B-130746, MAR. 20, 1957

TO S. ALEXANDER AND COMPANY, INC.:

REFERENCE IS MADE TO YOUR LETTER OF JANUARY 15, 1957, PROTESTING THE ACTION TAKEN IN SETTLEMENT OF DECEMBER 11, 1956, WHICH FOUND YOUR COMPANY INDEBTED TO THE UNITED STATES IN THE AMOUNT OF $1,672.74, REPRESENTING THE BALANCE DUE ON ACCOUNT OF DAMAGE TO 500 BALES OF RUBBER STORED IN YOUR WAREHOUSE UNDER CONTRACT NO. GS-00P-/D/-740, DATED MARCH 19, 1952.

THE RECORD HERE SHOWS THAT ON JANUARY 28, 1952, YOU RECEIVED 500 BALES OF CRUDE RUBBER UNDER THE ABOVE CONTRACT AND ISSUED A RECEIPT THEREFOR WITHOUT ANY EXCEPTION NOTED AS TO THE CONDITION OF THE RUBBER. ON OCTOBER 24, 1952, THE RUBBER WAS MOVED FROM ITS ORIGINAL LOCATION IN BAY 24 ON THE NORTH SIDE OF PIER 7 TO A NEW LOCATION IN BAY 29 ON THE SOUTH SIDE OF THE PIER. ON APRIL 14, 1953, YOUR COMPANY WAS NOTIFIED THAT AN UNDETERMINED NUMBER OF BALES SHOWED EVIDENCE OF WATER DAMAGE AND THAT THE GOVERNMENT INTENDED TO FILE A CLAIM FOR ALL LOSS SUSTAINED AS A RESULT OF SUCH DAMAGE. ON APRIL 24, 1953, AN ANALYSIS INDICATED THAT THE RUBBER HAD BEEN DAMAGED BY SALT WATER. IT IS ADMINISTRATIVELY REPORTED THAT THE BALES WERE PALLETIZED TWO BALES HIGH, EIGHT BALES TO THE PALLET, THAT THE TOP BALES WERE AS WET AS THOSE ON THE BOTTOM, THAT UPON OPENING SEVERAL BALES IT WAS FOUND THAT THEY WERE WET ALL THE WAY THROUGH, AND THAT THERE WAS A WEIGHT GAIN OF APPROXIMATELY TWO POUNDS PER BALE TOGETHER WITH SOME DISCOLORATION. THE RECORD INDICATES THAT THE CAUSE OF THE DAMAGE HAS NEVER BEEN ESTABLISHED. WHEN THE PIER WAS INSPECTED, IT WAS OBSERVED THAT THE SOUTH WALL WAS BROKEN AND CRACKED. IT WAS SUSPECTED THAT THE DAMAGE MAY HAVE BEEN CAUSED BY WATER ENTERING IN THIS AREA DURING STORMY WEATHER BUT THE WAREHOUSE SUPERINTENDENT INFORMED THE GOVERNMENT INSPECTOR THAT THE RUBBER NEVER HAD BEEN STORED IN THE VICINITY OF THE BROKEN WALL. ALSO, IT IS REPORTED THAT ON THE SOUTH SIDE OF THE PIER, LIGHTER SERVICE IS SIDED BY TWO LIFT DOORS AND "RAISE AND FALL" BRIDGES IN EACH OF TWO SECTIONS. IT IS STATED THAT THESE BRIDGES ARE REGULATED WITH THE RISE AND FALL OF THE TIDE FOR LIGHTER SERVICE AND THAT THEY HAVE A CLEARANCE OF ABOUT TWO INCHES ALL AROUND FOUR SIDES, FORMING AN AREA SUFFICIENT TO PERMIT FOG AND MOISTURE TO ENTER THE STORAGE AREA.

◇ ◇ ◇

#### Exercise:
In the letter above, what did an analysis on April 24, 1953, show had damaged the rubber?

◇ ◇ ◇

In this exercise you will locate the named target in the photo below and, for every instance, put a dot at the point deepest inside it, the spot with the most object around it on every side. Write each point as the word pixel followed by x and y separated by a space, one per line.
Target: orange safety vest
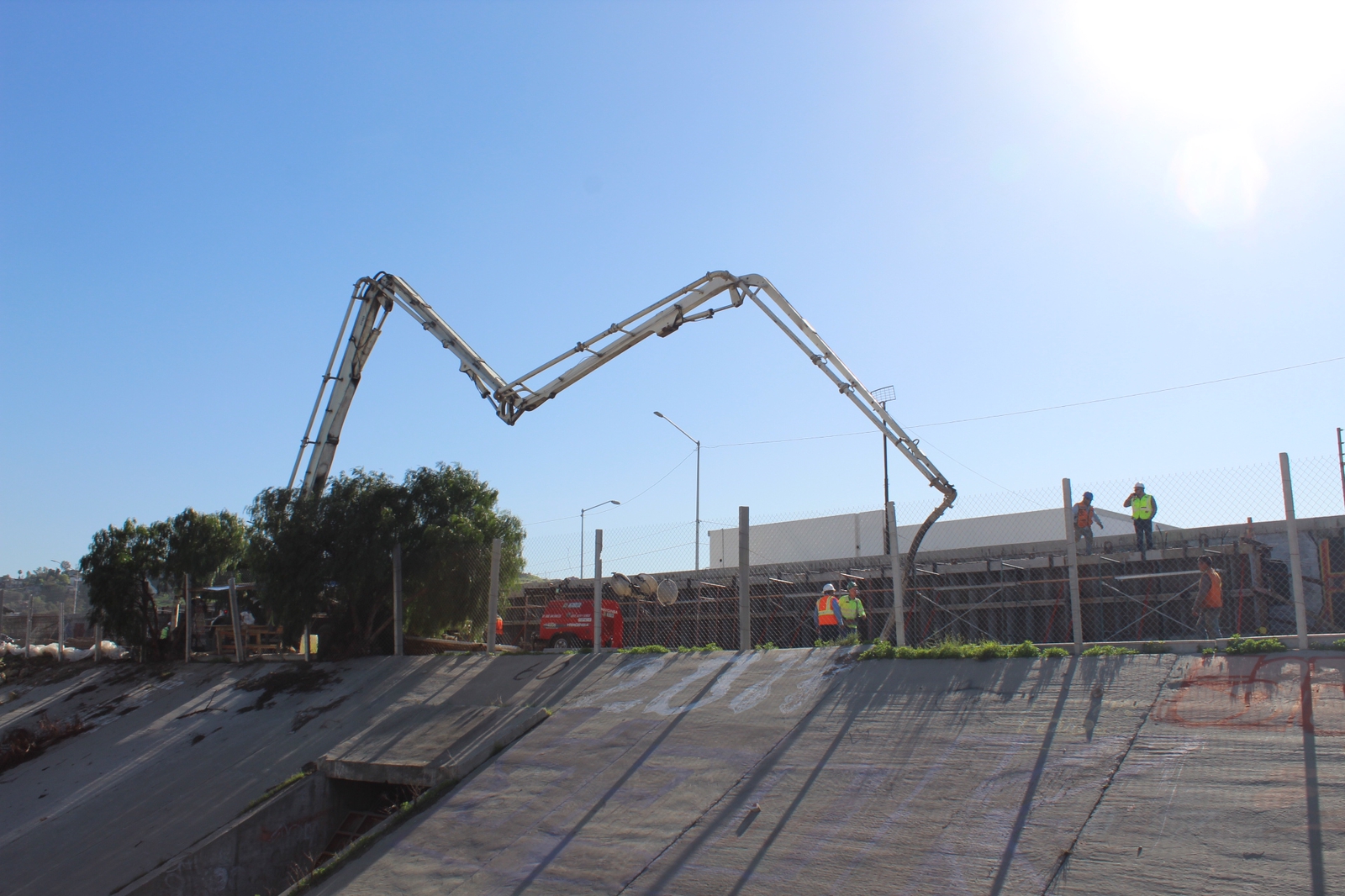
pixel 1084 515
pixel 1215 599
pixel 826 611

◇ ◇ ◇

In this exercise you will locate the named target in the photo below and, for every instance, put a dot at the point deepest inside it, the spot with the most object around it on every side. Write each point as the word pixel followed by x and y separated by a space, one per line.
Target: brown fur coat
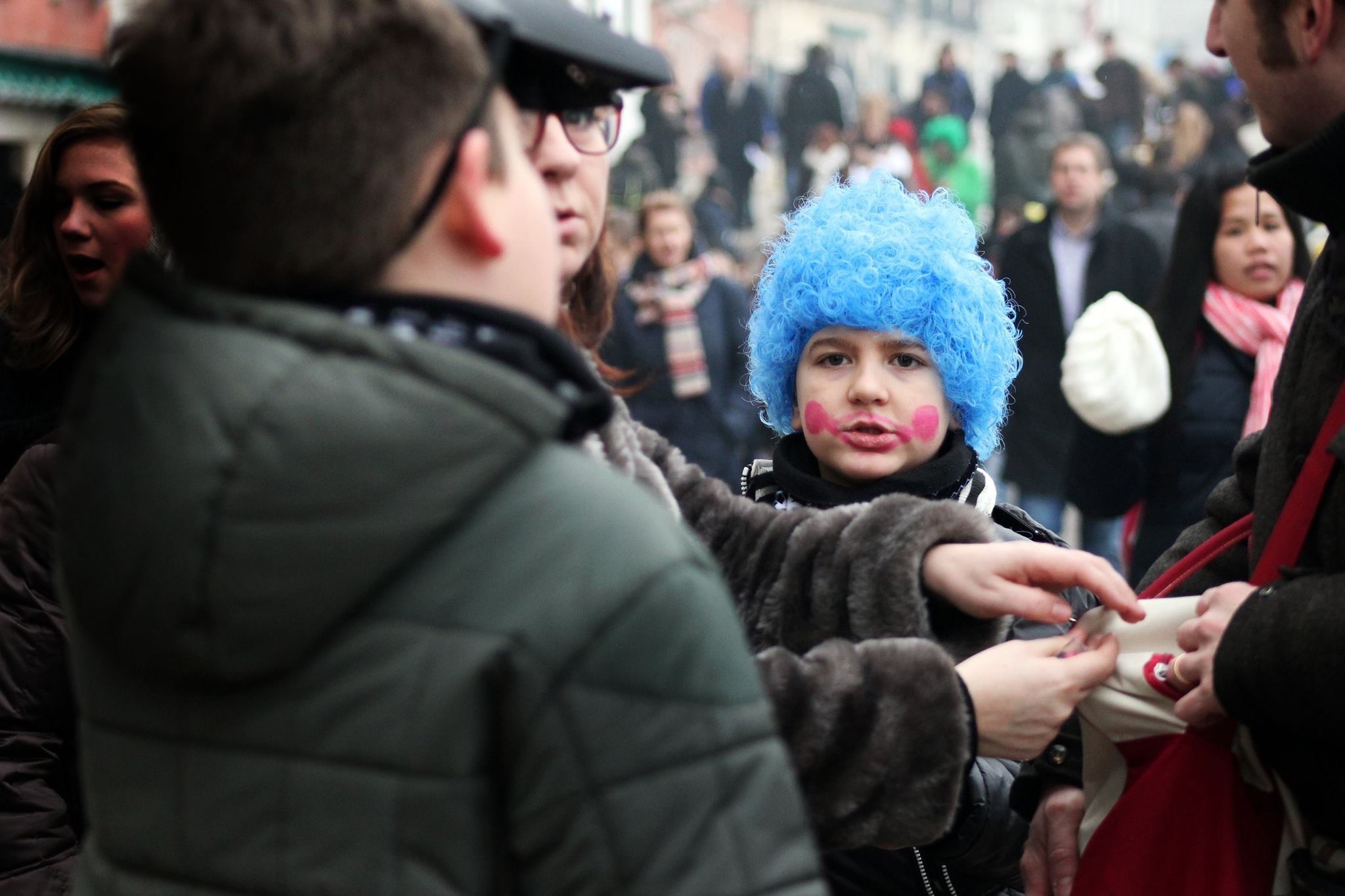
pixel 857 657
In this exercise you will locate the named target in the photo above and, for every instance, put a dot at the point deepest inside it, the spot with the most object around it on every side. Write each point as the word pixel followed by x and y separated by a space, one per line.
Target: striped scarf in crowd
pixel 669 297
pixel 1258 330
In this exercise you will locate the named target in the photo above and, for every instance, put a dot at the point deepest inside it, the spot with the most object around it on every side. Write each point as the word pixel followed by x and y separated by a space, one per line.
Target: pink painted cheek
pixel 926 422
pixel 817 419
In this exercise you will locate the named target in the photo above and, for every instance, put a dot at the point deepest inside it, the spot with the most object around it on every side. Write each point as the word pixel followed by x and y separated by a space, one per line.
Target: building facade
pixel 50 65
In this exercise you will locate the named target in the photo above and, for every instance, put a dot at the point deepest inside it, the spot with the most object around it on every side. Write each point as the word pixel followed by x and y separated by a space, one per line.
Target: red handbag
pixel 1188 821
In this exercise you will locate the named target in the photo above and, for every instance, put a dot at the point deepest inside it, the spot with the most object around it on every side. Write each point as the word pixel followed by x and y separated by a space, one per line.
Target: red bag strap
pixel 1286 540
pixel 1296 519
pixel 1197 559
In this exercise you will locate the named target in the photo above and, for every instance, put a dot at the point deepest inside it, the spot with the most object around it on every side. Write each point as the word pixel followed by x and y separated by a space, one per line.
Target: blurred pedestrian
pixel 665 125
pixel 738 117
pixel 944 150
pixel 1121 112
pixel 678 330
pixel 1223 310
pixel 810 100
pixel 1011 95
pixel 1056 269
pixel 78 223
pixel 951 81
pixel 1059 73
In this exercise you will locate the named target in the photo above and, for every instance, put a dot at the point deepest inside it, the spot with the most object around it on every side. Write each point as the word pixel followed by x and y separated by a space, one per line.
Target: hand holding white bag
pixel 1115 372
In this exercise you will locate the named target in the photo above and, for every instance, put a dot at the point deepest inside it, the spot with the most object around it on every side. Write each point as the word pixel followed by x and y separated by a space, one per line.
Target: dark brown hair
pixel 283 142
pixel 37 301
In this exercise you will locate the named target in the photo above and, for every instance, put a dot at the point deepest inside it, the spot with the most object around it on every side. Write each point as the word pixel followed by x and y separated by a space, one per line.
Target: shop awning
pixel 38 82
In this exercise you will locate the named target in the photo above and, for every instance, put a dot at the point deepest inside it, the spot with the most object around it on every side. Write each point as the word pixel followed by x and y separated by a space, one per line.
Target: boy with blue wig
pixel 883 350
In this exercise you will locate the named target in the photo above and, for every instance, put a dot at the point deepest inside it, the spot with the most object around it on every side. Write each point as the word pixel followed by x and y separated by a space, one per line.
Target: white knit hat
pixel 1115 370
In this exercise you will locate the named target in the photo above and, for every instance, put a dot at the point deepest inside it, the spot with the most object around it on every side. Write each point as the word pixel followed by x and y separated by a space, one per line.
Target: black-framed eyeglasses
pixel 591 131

◇ ◇ ◇

#### Task solution:
Salt water.